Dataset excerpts

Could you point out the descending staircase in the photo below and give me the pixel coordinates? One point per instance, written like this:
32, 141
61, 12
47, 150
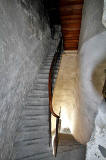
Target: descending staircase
32, 140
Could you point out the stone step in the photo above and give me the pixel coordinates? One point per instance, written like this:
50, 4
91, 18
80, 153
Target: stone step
30, 150
29, 136
35, 112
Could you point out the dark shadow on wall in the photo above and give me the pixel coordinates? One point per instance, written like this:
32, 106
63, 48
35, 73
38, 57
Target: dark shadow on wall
98, 77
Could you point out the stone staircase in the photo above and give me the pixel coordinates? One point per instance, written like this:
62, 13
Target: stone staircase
32, 140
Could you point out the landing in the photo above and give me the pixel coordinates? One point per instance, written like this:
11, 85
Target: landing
66, 91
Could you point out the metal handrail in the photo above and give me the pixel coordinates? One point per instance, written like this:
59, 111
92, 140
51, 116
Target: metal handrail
50, 89
50, 79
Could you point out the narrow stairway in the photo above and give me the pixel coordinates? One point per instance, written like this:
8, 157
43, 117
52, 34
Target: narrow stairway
32, 140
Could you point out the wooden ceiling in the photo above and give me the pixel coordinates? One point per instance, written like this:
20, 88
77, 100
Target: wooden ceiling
70, 17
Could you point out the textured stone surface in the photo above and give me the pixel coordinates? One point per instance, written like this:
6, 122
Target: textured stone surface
24, 41
92, 56
104, 14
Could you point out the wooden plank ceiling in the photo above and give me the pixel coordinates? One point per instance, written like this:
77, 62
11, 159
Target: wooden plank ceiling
70, 16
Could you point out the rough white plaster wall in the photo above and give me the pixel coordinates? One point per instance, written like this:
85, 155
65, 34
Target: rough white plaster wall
104, 14
24, 42
92, 61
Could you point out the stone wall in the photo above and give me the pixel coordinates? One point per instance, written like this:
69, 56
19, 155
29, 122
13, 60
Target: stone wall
92, 61
25, 40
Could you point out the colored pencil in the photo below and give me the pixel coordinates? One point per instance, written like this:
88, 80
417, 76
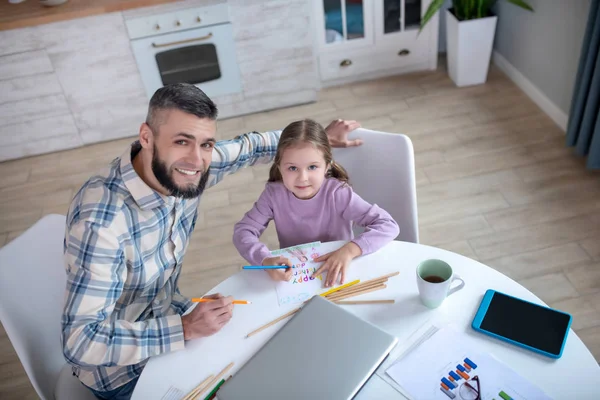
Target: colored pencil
205, 300
365, 291
356, 302
284, 316
355, 290
212, 393
340, 288
194, 392
214, 380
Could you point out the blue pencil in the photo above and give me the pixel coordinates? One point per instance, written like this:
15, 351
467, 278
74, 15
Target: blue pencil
265, 267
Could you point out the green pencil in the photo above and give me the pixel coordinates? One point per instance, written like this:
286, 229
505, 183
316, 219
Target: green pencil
215, 389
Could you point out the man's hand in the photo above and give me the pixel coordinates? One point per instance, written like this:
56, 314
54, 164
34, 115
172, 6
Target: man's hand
338, 131
337, 262
208, 318
279, 274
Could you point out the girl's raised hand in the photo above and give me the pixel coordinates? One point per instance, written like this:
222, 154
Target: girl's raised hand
337, 262
279, 274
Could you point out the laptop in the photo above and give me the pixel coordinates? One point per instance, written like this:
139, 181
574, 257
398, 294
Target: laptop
323, 352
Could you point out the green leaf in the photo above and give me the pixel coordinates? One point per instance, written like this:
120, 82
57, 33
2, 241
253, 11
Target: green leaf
522, 4
431, 10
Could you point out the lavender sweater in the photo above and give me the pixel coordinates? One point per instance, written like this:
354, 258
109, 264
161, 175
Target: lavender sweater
327, 216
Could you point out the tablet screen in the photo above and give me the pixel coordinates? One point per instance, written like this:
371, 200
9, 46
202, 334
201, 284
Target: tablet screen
526, 323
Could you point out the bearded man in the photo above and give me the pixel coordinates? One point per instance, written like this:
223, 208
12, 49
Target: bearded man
127, 232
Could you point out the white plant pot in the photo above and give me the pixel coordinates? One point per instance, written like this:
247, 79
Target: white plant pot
469, 48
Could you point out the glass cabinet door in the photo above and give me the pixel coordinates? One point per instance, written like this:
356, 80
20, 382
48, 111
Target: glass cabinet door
345, 20
400, 15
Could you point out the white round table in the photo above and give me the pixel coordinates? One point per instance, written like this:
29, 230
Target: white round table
575, 375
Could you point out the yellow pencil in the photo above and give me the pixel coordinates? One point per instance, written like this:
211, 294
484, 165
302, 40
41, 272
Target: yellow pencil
340, 287
203, 300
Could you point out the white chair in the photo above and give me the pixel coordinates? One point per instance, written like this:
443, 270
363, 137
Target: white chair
32, 289
382, 171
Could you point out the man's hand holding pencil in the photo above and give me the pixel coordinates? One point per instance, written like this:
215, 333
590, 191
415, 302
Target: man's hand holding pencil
207, 318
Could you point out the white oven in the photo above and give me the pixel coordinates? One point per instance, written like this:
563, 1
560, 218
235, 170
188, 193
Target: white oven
193, 46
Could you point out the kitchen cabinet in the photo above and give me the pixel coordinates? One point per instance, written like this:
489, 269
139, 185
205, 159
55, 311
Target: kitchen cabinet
362, 39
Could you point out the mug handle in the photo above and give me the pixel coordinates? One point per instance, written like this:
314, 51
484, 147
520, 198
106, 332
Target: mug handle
460, 285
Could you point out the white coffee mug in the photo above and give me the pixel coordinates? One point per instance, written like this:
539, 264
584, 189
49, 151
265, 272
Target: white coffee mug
434, 280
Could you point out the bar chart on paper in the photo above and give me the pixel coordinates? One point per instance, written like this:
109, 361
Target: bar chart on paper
454, 372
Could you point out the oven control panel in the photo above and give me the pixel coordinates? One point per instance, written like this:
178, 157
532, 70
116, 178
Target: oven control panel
177, 21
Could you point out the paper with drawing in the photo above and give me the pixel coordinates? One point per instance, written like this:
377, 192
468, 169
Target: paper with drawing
456, 369
302, 286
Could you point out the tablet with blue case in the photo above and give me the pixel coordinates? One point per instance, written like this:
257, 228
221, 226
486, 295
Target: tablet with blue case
532, 326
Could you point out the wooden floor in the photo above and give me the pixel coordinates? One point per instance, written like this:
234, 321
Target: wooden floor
495, 183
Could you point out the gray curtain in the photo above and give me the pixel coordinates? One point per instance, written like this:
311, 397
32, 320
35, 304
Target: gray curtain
583, 129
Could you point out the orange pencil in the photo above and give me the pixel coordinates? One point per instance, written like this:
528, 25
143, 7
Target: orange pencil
203, 300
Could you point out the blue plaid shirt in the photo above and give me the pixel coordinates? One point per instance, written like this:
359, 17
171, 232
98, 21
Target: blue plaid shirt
124, 245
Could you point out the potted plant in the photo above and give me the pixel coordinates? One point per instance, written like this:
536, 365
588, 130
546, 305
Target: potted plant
470, 29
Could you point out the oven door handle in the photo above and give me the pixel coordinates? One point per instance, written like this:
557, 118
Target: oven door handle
182, 41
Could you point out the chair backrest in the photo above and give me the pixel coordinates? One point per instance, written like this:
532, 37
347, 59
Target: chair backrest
382, 171
32, 288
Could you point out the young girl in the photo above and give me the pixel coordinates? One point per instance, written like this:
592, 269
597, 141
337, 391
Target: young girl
309, 198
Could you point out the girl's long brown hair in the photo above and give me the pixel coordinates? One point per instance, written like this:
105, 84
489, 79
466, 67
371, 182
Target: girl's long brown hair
306, 131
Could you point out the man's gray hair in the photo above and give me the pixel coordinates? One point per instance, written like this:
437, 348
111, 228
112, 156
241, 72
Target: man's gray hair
179, 96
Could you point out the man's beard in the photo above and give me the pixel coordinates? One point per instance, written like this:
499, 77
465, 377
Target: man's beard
165, 178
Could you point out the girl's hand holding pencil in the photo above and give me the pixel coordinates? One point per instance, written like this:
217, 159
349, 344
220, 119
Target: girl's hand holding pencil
336, 263
278, 274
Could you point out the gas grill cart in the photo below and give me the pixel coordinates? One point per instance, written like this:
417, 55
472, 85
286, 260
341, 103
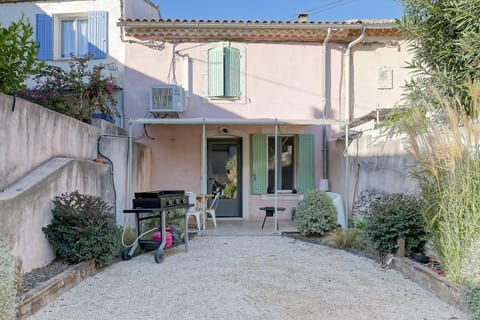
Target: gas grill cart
154, 205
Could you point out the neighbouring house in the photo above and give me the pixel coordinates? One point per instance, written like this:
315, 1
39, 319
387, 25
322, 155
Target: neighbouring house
258, 104
69, 28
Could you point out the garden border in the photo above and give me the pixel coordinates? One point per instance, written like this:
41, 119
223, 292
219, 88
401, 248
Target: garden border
444, 289
427, 279
36, 298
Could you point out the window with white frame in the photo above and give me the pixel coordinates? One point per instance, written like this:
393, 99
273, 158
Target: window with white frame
225, 73
295, 163
60, 36
285, 162
73, 37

* WHAT NEEDS TO BE DONE
Where a line in the records above holds the string "below", it counts toward the total; give that total alone.

* SOLUTION TO THIS TASK
3